→ **EXERCISE DETAILS**
Please pull out every line of the material below that contains the word "jeans" and copy each one unchanged.

^^^^

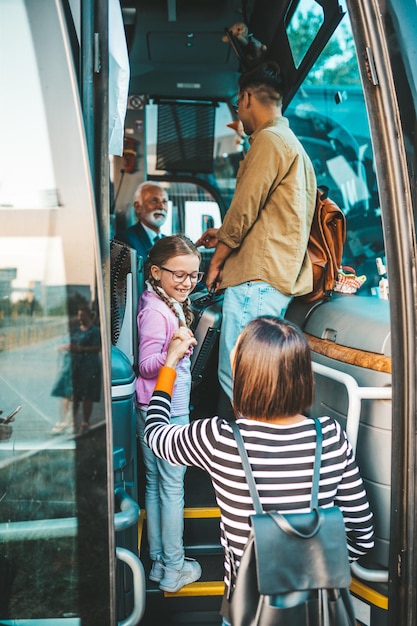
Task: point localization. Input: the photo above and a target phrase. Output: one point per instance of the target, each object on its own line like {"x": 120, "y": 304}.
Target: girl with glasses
{"x": 172, "y": 272}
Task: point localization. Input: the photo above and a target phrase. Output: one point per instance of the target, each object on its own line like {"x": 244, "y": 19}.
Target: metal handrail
{"x": 355, "y": 396}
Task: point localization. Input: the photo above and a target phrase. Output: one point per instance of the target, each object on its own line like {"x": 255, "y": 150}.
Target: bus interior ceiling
{"x": 182, "y": 61}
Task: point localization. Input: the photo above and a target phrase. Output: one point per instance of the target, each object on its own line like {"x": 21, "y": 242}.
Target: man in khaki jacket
{"x": 261, "y": 248}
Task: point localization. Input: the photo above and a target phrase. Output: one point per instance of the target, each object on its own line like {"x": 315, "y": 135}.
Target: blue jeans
{"x": 164, "y": 501}
{"x": 242, "y": 304}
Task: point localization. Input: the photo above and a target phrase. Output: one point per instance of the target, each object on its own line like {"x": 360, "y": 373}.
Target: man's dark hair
{"x": 265, "y": 77}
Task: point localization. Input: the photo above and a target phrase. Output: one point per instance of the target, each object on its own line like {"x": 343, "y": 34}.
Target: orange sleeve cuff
{"x": 166, "y": 379}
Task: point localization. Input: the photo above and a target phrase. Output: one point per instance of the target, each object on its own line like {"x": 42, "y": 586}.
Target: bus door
{"x": 57, "y": 502}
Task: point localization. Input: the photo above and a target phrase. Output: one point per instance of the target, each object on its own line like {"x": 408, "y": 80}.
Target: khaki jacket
{"x": 269, "y": 219}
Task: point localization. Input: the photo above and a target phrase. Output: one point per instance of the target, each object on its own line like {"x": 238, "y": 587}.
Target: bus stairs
{"x": 197, "y": 603}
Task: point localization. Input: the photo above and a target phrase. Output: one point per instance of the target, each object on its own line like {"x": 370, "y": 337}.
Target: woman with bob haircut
{"x": 273, "y": 389}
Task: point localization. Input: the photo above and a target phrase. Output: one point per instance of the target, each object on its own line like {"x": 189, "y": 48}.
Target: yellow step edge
{"x": 209, "y": 588}
{"x": 369, "y": 595}
{"x": 212, "y": 512}
{"x": 194, "y": 512}
{"x": 201, "y": 512}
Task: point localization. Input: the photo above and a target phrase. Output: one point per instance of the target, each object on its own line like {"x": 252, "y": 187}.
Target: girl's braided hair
{"x": 164, "y": 249}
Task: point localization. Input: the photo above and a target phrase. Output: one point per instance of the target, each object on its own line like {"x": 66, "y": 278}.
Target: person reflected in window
{"x": 85, "y": 348}
{"x": 80, "y": 378}
{"x": 151, "y": 207}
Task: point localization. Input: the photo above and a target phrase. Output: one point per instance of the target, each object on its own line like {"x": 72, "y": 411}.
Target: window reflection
{"x": 329, "y": 116}
{"x": 47, "y": 278}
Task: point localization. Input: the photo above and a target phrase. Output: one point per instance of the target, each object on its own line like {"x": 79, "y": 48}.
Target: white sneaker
{"x": 174, "y": 579}
{"x": 157, "y": 571}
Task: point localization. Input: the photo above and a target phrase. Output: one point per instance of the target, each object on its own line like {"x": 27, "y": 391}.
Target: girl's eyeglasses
{"x": 179, "y": 277}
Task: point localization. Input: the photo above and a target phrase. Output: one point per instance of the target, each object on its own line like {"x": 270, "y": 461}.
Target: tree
{"x": 337, "y": 64}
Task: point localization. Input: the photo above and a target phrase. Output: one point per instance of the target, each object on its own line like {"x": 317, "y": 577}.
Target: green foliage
{"x": 337, "y": 64}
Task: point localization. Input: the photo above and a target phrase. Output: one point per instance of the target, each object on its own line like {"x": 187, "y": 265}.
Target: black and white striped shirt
{"x": 282, "y": 460}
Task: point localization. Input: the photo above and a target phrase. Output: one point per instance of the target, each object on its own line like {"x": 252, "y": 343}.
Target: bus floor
{"x": 197, "y": 603}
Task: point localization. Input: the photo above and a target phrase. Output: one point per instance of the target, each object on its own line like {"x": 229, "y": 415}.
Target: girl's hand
{"x": 208, "y": 239}
{"x": 179, "y": 346}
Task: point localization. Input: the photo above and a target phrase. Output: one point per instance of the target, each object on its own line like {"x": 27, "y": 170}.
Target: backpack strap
{"x": 248, "y": 472}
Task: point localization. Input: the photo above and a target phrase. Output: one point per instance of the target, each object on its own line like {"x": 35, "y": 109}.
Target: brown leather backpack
{"x": 325, "y": 246}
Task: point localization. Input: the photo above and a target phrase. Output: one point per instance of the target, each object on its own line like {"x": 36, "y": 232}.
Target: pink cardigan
{"x": 156, "y": 325}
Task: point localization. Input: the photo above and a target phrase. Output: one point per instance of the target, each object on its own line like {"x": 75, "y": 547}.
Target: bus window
{"x": 52, "y": 348}
{"x": 329, "y": 116}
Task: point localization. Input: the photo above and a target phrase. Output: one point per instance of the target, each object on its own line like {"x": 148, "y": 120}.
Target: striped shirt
{"x": 282, "y": 461}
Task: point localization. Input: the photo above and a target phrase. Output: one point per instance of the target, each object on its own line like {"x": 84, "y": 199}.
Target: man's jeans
{"x": 164, "y": 501}
{"x": 242, "y": 304}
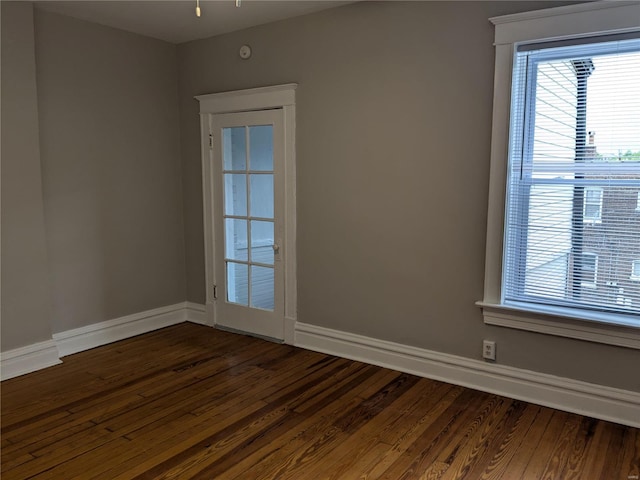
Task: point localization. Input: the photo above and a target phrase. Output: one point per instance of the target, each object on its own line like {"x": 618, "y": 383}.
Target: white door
{"x": 248, "y": 210}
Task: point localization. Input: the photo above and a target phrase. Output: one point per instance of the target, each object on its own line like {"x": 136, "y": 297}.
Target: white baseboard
{"x": 606, "y": 403}
{"x": 196, "y": 313}
{"x": 91, "y": 336}
{"x": 19, "y": 361}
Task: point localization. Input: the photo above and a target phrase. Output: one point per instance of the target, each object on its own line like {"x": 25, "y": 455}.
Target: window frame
{"x": 575, "y": 21}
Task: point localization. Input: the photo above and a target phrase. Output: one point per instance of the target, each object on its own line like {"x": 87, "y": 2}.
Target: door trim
{"x": 276, "y": 96}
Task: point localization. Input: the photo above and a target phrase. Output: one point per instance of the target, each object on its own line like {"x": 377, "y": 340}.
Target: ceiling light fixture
{"x": 238, "y": 2}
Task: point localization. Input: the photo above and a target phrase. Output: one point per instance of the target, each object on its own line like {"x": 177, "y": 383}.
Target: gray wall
{"x": 393, "y": 140}
{"x": 111, "y": 171}
{"x": 26, "y": 292}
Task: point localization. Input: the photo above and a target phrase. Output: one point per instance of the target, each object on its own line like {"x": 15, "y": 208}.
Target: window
{"x": 592, "y": 211}
{"x": 565, "y": 172}
{"x": 589, "y": 270}
{"x": 635, "y": 270}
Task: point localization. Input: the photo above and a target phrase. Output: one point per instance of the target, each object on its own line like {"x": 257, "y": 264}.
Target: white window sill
{"x": 611, "y": 329}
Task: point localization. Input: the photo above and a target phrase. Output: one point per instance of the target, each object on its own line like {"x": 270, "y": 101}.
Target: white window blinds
{"x": 572, "y": 233}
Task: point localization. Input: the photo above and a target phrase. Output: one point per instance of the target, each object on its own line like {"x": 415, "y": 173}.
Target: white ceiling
{"x": 176, "y": 21}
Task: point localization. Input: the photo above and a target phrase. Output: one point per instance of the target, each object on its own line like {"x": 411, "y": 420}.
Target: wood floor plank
{"x": 191, "y": 402}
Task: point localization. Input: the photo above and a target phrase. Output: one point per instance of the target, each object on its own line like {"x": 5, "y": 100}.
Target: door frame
{"x": 277, "y": 96}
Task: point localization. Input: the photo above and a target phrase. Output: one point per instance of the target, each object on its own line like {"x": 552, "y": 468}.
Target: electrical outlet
{"x": 488, "y": 350}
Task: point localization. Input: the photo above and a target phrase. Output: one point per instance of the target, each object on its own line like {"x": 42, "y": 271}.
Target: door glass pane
{"x": 262, "y": 280}
{"x": 235, "y": 194}
{"x": 261, "y": 148}
{"x": 234, "y": 148}
{"x": 236, "y": 239}
{"x": 237, "y": 283}
{"x": 261, "y": 197}
{"x": 262, "y": 242}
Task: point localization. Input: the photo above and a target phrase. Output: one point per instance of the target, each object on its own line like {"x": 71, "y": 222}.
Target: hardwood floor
{"x": 192, "y": 402}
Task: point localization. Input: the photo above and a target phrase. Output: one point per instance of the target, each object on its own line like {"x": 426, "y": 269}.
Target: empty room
{"x": 320, "y": 239}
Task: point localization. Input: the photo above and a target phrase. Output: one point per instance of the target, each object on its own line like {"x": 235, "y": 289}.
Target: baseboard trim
{"x": 20, "y": 361}
{"x": 97, "y": 334}
{"x": 196, "y": 313}
{"x": 606, "y": 403}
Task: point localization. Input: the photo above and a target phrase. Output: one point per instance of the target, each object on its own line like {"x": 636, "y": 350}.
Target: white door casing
{"x": 278, "y": 102}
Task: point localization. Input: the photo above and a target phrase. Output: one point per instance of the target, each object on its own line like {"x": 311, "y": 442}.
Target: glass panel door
{"x": 249, "y": 215}
{"x": 247, "y": 165}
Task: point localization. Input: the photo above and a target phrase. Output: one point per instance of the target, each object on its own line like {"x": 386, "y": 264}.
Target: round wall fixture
{"x": 245, "y": 52}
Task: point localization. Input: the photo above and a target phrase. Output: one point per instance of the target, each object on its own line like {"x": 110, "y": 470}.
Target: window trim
{"x": 583, "y": 20}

^^^^

→ **THE SOLUTION**
Target: blue jeans
Target: man's jeans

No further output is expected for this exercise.